TASK PROMPT |
Which lines in the data below contain the word "vent"? Gather each of those lines in full.

+++ RECORD EXTRACTS +++

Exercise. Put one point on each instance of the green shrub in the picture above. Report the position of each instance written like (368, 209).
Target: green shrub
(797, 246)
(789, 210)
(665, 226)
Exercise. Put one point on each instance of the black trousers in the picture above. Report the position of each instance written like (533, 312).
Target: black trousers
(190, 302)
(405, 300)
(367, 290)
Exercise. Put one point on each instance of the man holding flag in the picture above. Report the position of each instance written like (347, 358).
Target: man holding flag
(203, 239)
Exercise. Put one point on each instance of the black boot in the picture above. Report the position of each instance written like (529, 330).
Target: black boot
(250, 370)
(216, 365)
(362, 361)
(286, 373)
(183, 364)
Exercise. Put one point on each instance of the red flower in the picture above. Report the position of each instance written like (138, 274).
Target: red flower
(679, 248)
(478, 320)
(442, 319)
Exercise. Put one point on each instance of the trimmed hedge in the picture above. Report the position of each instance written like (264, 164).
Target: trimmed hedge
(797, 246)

+++
+++ RECORD EXTRACTS +++

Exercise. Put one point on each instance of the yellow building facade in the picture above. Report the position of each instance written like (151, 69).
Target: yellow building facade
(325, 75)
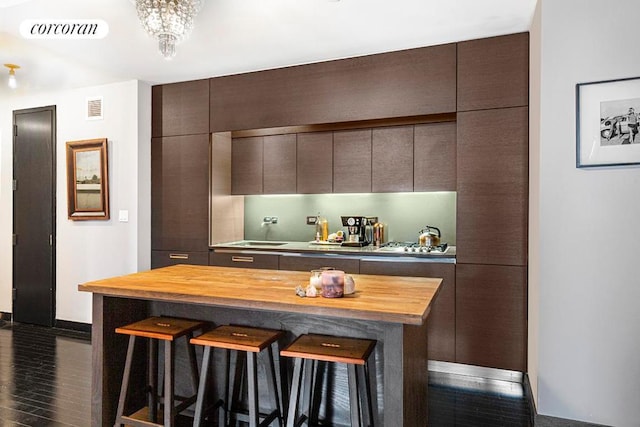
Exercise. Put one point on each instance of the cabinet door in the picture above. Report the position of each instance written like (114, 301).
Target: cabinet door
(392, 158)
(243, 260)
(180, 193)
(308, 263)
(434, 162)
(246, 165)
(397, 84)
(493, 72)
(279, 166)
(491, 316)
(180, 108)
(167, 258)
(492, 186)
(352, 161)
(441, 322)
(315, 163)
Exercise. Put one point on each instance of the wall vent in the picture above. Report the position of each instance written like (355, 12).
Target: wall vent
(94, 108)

+++

WRITTEN REPLY |
Exercise. Put one point on each instance of the wall vent in the picture above. Report the position of each instance written like (355, 12).
Target: wall vent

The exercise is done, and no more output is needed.